**Text shown**
+---+

[ovs-discuss] [OVN] flow explosion in lr_in_arp_resolve table

Girish Moodalbail gmoodalbail at gmail.com
Thu Jun 4 00:03:57 UTC 2020


No worries, thanks for the update Han.

Once you have the patch, we can test your changes on our cluster and
provide you an update.

Regards,
~Girish

On Wed, Jun 3, 2020 at 4:27 PM Han Zhou <zhouhan at gmail.com> wrote:

> Hi Girish, yes, that's what we concluded in last OVN meeting, but sorry
> that I forgot to update here.
>
> On Wed, Jun 3, 2020 at 3:32 PM Girish Moodalbail <gmoodalbail at gmail.com>
> wrote:
> >
> > Hello all,
> >
> > To kind of proceed with the proposed fixes, with minimal impact, is the
> following a reasonable approach?
> >
> > Add an option, namely dynamic_neigh_routes={true|false}, for a gateway
> router. With this option enabled, the nextHop IP's MAC will be learned
> through a ARP request on the physical network. The ARP request will be
> flooded on the L2 broadcast domain (for both join switch and external
> switch).
> >
>
> The RFC patch fulfils this purpose:
> https://patchwork.ozlabs.org/project/openvswitch/patch/1589614395-99499-1-git-send-email-hzhou@ovn.org/
> I am working on the formal patch.
>
> > Add an option, namely learn_from_arp_request={true|false}, for a gateway
> router. The option is interpreted as below:\
> > "true" - learn the MAC/IP binding and add a new MAC_Binding entry
> (default behavior)
> > "false" - if there is a MAC_binding for that IP and the MAC is
> different, then update that MAC/IP binding. The external entity might be
> trying to advertise the new MAC for that IP. (If we don't do this, then we
> will never learn External VIP to MAC changes)
> >
> > (Irrespective of, learn_from_arp_request is true or false, always do
> this -- if the TPA is on the router, add a new entry (it means the remote
> wants to communicate with this node, so it makes sense to learn the remote
> as well))
> >
>
> I am working on this as well, but delayed a little. I hope to have
> something this week.
>
> >
> > For now, I think it is fine for ARP packets to be broadcasted on the
> tunnel for the `join` switch case. If it becomes a problem, then we can
> start looking around changing the logical flows.
> >
> > Thanks everyone for the lively discussion.

+---+

**Stated goal A**
Reproduce word for word the part of the OVN thread that opens with the words containing "Once you have" and closes with "to update here.".
**Stated goal B**
Arrange as a numbered list, skipping blank lines, the records from the line containing "like x=495, y=851." through the line containing "x=386, y=435".
The thread and the records come from separate sources and are unrelated.

+---+

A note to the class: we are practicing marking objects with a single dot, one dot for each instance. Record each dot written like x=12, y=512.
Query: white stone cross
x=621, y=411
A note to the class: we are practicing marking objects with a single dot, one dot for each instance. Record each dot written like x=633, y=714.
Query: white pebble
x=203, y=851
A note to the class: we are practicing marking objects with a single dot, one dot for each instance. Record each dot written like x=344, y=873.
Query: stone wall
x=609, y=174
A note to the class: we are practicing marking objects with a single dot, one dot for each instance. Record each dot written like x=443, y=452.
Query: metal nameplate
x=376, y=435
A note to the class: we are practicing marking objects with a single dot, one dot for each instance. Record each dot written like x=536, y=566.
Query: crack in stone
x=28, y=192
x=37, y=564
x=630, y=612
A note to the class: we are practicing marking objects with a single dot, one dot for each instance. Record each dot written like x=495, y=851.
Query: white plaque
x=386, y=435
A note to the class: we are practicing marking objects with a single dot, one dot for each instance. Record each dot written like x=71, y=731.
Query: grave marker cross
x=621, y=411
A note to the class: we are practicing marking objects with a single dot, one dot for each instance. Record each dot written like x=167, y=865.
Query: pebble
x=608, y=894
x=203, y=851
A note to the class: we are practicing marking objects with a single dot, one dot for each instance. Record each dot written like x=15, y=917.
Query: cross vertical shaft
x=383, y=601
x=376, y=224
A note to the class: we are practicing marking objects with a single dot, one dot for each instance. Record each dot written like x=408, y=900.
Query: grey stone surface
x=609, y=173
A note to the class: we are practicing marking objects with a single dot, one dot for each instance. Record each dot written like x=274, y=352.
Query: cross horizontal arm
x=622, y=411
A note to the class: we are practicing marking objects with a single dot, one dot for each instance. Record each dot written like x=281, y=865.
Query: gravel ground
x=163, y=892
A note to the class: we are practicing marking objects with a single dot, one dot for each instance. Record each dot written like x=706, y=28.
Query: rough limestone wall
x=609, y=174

+---+

**Output A**
Once you have the patch, we can test your changes on our cluster and
provide you an update.

Regards,
~Girish

On Wed, Jun 3, 2020 at 4:27 PM Han Zhou <zhouhan at gmail.com> wrote:

> Hi Girish, yes, that's what we concluded in last OVN meeting, but sorry
> that I forgot to update here.

**Output B**
1. A note to the class: we are practicing marking objects with a single dot, one dot for each instance. Record each dot written like x=495, y=851.
2. Query: white plaque
3. x=386, y=435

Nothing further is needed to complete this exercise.